-------- Data for the task
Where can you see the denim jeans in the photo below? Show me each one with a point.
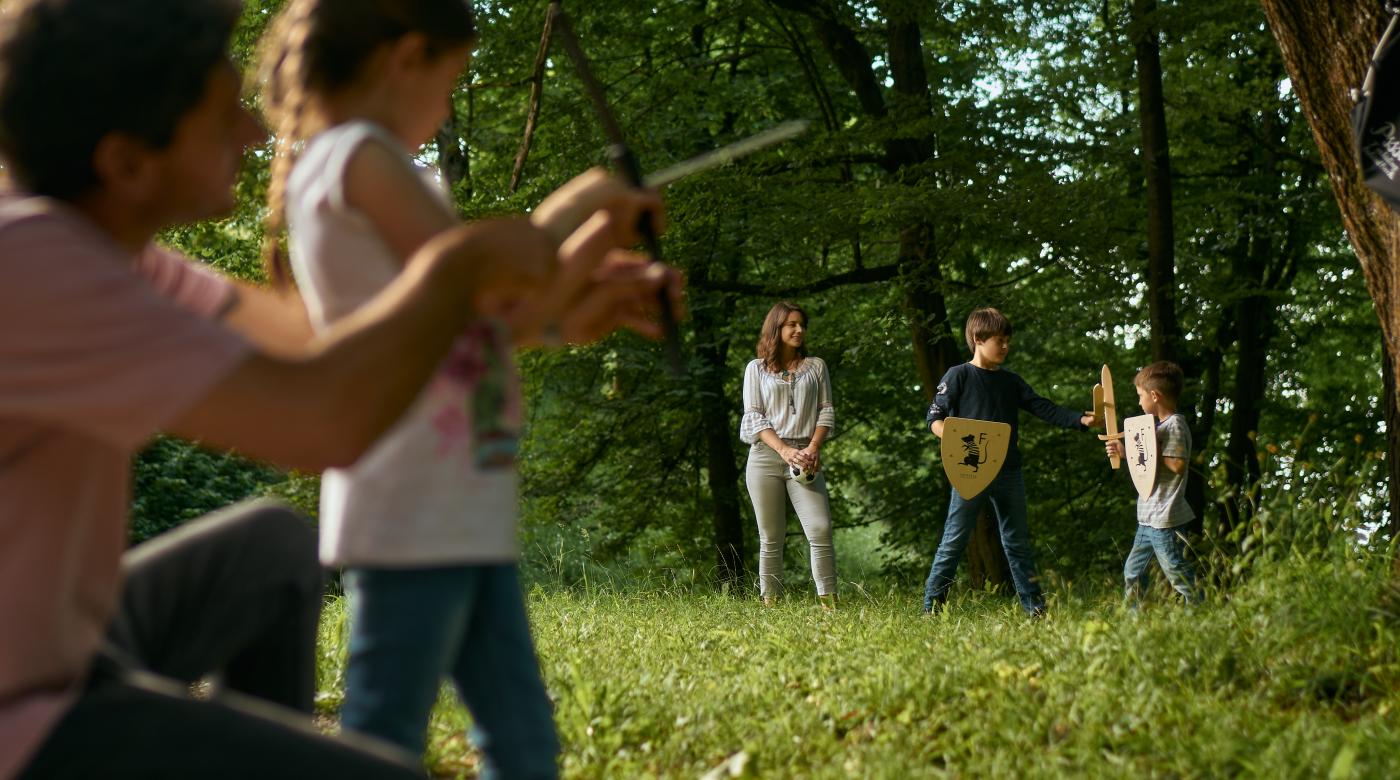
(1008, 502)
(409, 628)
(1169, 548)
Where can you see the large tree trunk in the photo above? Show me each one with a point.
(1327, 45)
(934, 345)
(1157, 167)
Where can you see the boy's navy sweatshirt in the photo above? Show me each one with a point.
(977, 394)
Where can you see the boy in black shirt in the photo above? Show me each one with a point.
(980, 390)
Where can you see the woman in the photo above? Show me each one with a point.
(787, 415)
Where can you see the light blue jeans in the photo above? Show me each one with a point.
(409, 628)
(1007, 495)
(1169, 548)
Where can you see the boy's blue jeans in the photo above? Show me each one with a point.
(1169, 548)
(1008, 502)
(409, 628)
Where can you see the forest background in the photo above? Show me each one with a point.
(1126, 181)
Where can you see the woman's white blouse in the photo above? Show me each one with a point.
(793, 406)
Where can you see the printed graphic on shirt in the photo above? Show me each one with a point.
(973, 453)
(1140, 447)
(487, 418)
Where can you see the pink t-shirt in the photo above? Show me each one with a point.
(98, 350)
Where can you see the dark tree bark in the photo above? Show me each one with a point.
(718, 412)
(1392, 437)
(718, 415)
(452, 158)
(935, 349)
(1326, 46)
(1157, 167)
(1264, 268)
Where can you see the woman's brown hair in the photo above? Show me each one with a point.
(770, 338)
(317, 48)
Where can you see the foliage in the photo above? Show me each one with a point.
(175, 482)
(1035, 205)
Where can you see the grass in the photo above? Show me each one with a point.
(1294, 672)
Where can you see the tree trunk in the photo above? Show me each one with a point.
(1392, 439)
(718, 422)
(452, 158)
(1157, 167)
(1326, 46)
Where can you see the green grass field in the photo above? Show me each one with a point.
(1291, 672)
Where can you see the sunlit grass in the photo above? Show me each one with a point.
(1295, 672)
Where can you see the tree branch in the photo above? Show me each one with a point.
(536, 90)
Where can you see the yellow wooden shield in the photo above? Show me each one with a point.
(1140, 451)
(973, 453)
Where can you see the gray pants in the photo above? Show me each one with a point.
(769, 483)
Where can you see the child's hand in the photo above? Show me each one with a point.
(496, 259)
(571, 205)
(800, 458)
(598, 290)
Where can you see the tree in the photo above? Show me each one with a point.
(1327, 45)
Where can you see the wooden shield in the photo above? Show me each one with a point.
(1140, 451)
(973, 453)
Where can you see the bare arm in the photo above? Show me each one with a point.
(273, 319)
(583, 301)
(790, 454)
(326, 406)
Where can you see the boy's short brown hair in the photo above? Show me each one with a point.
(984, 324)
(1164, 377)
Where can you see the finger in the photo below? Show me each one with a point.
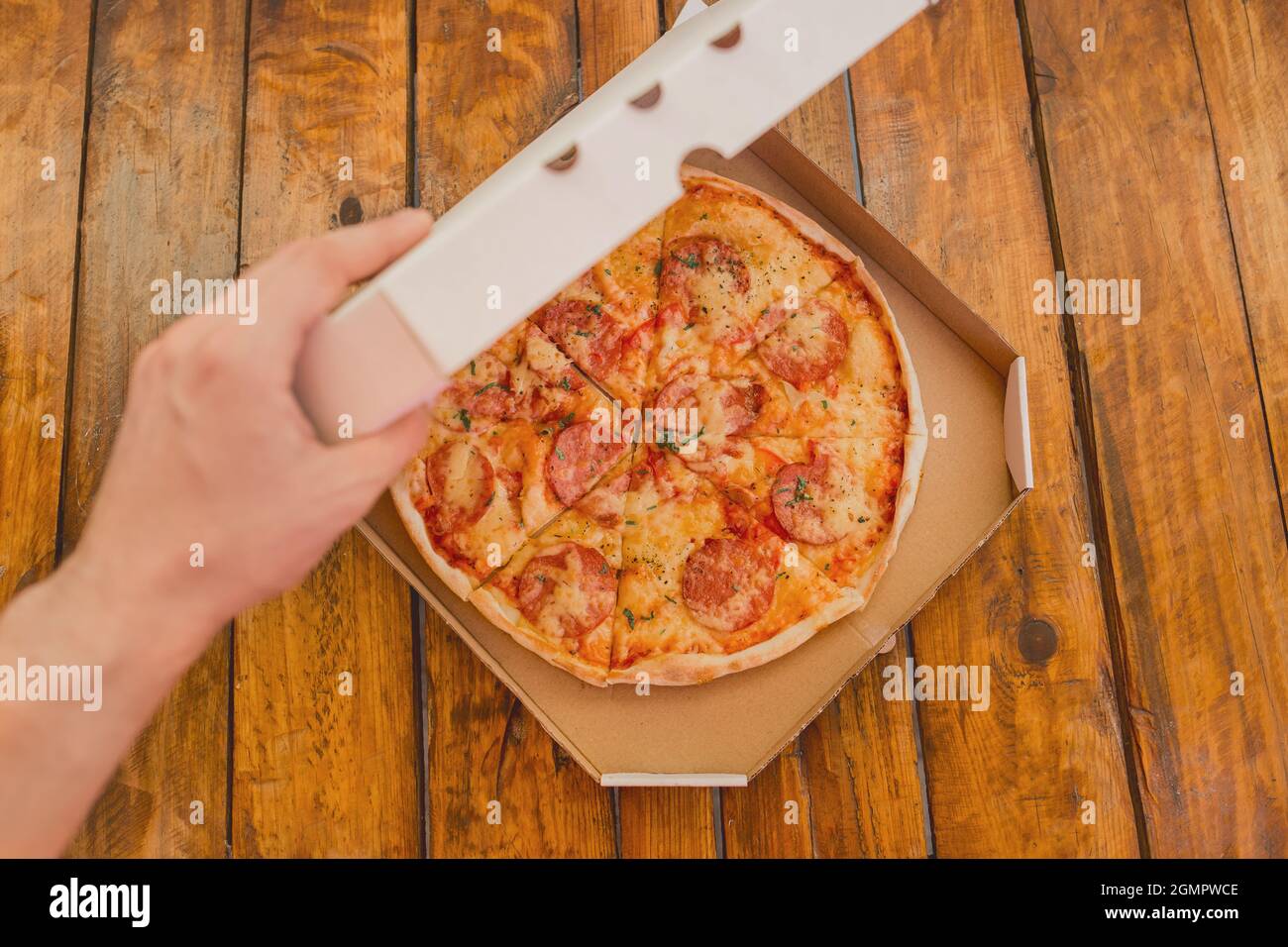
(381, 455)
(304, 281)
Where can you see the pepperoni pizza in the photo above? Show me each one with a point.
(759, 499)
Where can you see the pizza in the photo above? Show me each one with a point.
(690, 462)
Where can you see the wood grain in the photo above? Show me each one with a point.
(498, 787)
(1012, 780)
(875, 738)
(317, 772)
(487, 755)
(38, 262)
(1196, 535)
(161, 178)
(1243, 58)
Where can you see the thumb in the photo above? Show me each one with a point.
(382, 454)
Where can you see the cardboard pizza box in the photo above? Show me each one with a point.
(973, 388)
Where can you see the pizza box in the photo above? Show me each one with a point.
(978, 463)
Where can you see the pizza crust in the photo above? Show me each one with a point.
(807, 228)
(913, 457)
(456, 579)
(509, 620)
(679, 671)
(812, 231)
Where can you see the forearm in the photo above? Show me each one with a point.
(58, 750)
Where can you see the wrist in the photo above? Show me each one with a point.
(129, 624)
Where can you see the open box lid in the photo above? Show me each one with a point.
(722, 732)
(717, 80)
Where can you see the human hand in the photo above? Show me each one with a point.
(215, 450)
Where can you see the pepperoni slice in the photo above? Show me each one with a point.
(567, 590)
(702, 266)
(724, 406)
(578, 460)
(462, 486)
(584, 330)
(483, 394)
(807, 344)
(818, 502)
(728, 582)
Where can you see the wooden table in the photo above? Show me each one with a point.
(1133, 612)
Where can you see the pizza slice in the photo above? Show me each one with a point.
----------------
_Exercise_: Print the material above once more, exactly. No pictures belong in it.

_Answer to this exercise_:
Where can you see the denim jeans in the photo below? Show me each one with a point.
(1008, 502)
(409, 628)
(1169, 548)
Where can you see the large tree trunk in the photo above? Show me each one with a point.
(1327, 45)
(934, 345)
(1157, 167)
Where can you see the boy's navy sweatshirt in the photo above? Show me each one with a point.
(977, 394)
Where can you see the boy in black shirt in the photo above? Show me each one with a point.
(980, 390)
Where can you see the woman in the photo above? Show me each one with a point.
(787, 415)
Where can you see the light blue jeans in the photo above? Show me each one with a point.
(409, 628)
(1007, 495)
(1169, 548)
Where can you see the boy's blue jeans in the photo above? Show me each one with a point.
(1169, 548)
(1008, 502)
(409, 628)
Where can you see the forest background in the photo above? Show me each one with a point.
(1126, 181)
Where can you see the woman's white blouse in the photo above? Show me each one with a point.
(793, 406)
Where can you see the printed graphic on shirt in the photo above? Show me each one with a point.
(973, 453)
(1140, 447)
(487, 418)
Where can you see the pink t-shirt in the photo above? Show me each one with a point.
(98, 350)
Where can you see the dark tree bark in the photo above? Show me each one with a point.
(718, 412)
(1392, 437)
(718, 415)
(452, 158)
(935, 349)
(1326, 46)
(1157, 167)
(1264, 268)
Where can you see the woman's brown hair in the photo above? Show me each one with a point.
(770, 338)
(317, 48)
Where can you see the foliage in the photo above? Show me each one with a point.
(175, 482)
(1035, 205)
Where can you see the grass in the photo above? Show me each one with a point.
(1294, 672)
Where can you see the tree trunk in the photo above? Show me each one with a point.
(1392, 439)
(718, 422)
(452, 158)
(1157, 167)
(1326, 46)
Where can you see the green grass field in the photo above? Show me each one with a point.
(1291, 672)
Where can you see the sunlit grass in the photo above? Show me each one with a point.
(1295, 672)
Where can you see the tree branch in the photo above? Show me each one with a point.
(536, 90)
Where can you see the yellow wooden shield in the photo above? Show me each one with a point.
(1140, 451)
(973, 453)
Where can you see the gray pants in the photo above? Show me each one with a point.
(769, 483)
Where can you see the child's hand in the photo above? Show me each one with a point.
(496, 259)
(571, 205)
(800, 458)
(598, 290)
Where can you see the tree in the photo above? Show me each one with a point.
(1327, 45)
Where can you see the wooden shield in the photo above? Show me each one with a point.
(1140, 451)
(973, 453)
Where can you see the bare arm in the photo above? Show me each one with a point.
(273, 319)
(583, 301)
(790, 454)
(326, 406)
Where can you see the boy's short brown hair in the photo above? Show me each one with a point.
(984, 324)
(1164, 377)
Where can you see the finger in the photo below? Show me each one with a point.
(381, 455)
(304, 281)
Where can you see the pepperoni pizza in the photo above? Show me each one with a point.
(759, 499)
Where can you see the pizza in the photo above? Show me each one with a point.
(690, 462)
Where can you see the wood grain in the photo above? Show me each one with a point.
(498, 787)
(1012, 780)
(875, 738)
(317, 772)
(487, 755)
(38, 262)
(1196, 535)
(161, 178)
(1243, 58)
Where can you see the thumb in the photo above? Show me each one with a point.
(382, 454)
Where can you see the cardboard pizza box in the photo above? Show me each one with a point.
(973, 388)
Where can you see the pizza box in the photo above? Show me each one with a point.
(978, 463)
Where can you see the pizza crust in the photo above? Show me each one with a point.
(807, 228)
(913, 457)
(456, 579)
(509, 620)
(679, 671)
(812, 231)
Where can you see the forearm in the photo above? Show me each one with a point.
(58, 750)
Where can you see the wrist in the photo above? Show me each one with a point.
(129, 624)
Where can you see the open box lid in the photo above? Show me each one with a point.
(722, 732)
(717, 80)
Where can you see the human hand in the photo above? Show me each one with a point.
(215, 450)
Where can you see the pepperoni slice in the photo above? Show me each one with a point.
(567, 590)
(702, 266)
(724, 406)
(578, 460)
(462, 486)
(584, 330)
(483, 394)
(807, 344)
(818, 502)
(728, 582)
Where can you see the wooden table in the photo above? Show me each one with a point.
(1133, 612)
Where can you see the pizza slice in the photo above? Show me each one with a point.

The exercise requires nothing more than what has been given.